PROBLEM DETAILS: Without including any pictures, please copy every entry below exactly.

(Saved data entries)
+ + +

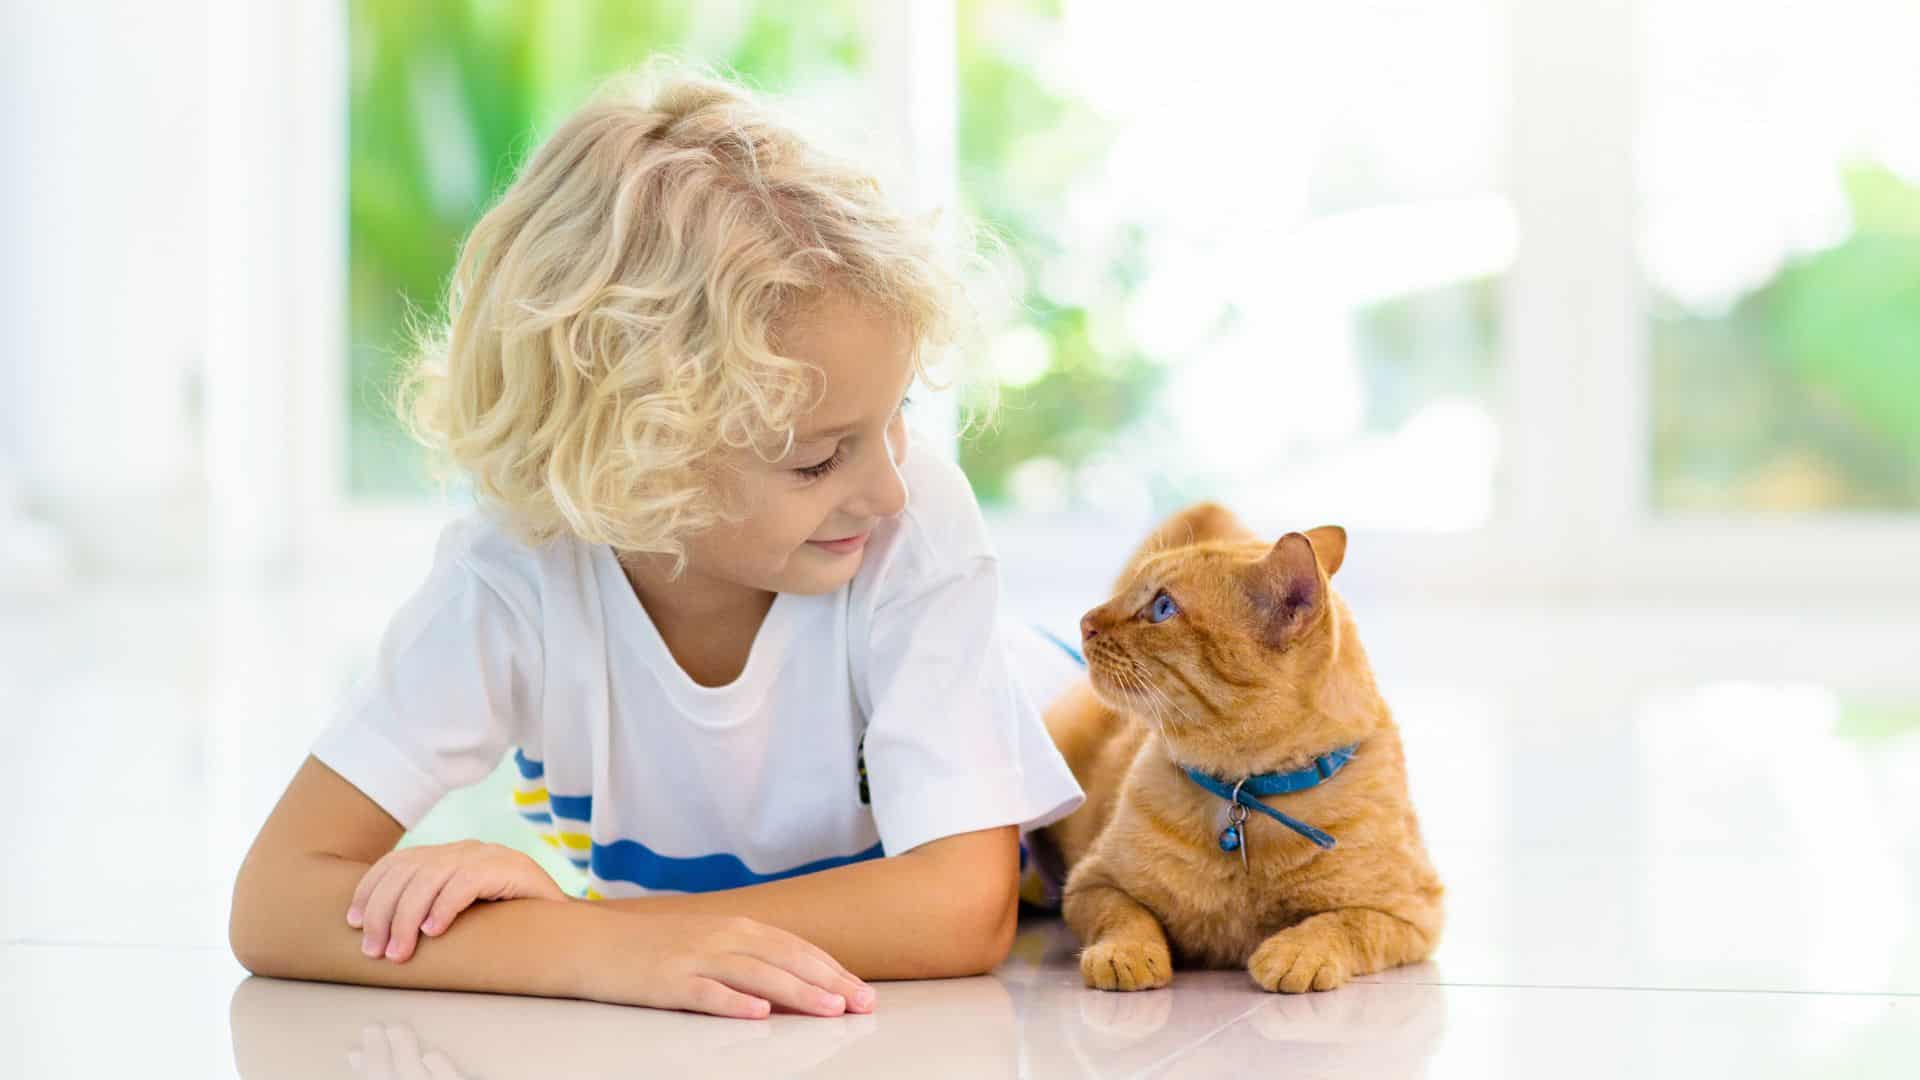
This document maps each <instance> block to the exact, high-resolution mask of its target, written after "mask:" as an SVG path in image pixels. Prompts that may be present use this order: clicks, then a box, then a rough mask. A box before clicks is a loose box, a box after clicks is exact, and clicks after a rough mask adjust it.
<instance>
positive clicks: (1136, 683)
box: [1114, 669, 1167, 736]
mask: <svg viewBox="0 0 1920 1080" xmlns="http://www.w3.org/2000/svg"><path fill="white" fill-rule="evenodd" d="M1114 676H1116V678H1117V680H1121V688H1123V690H1127V696H1129V698H1133V700H1135V701H1139V703H1140V705H1144V707H1146V721H1148V723H1150V724H1154V730H1158V732H1160V734H1162V736H1165V734H1167V721H1165V717H1162V715H1160V707H1158V705H1156V703H1154V698H1152V696H1150V694H1148V692H1150V690H1152V684H1148V682H1146V678H1142V676H1140V673H1139V671H1135V669H1127V671H1116V673H1114Z"/></svg>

+ + +

ANSWER AREA:
This document maps each <instance> block to the exact, high-resolution mask of its target, written after "mask:" as an SVG path in image pixels. Prompts that may be present use this order: clicks, then a box, then a rough mask. A box before clicks is a loose box, a box after clicks is exact, and clicks after a rough mask adjust it.
<instance>
positive clicks: (1136, 683)
box: [1114, 669, 1167, 736]
mask: <svg viewBox="0 0 1920 1080" xmlns="http://www.w3.org/2000/svg"><path fill="white" fill-rule="evenodd" d="M1114 676H1116V678H1117V680H1121V688H1123V690H1127V696H1129V698H1133V700H1135V701H1139V703H1140V705H1144V707H1146V721H1148V723H1150V724H1154V730H1158V732H1160V734H1162V736H1165V734H1167V721H1165V717H1162V715H1160V707H1158V705H1156V703H1154V698H1152V696H1150V694H1148V692H1150V690H1152V684H1148V682H1146V678H1142V676H1140V673H1139V671H1135V669H1127V671H1116V673H1114Z"/></svg>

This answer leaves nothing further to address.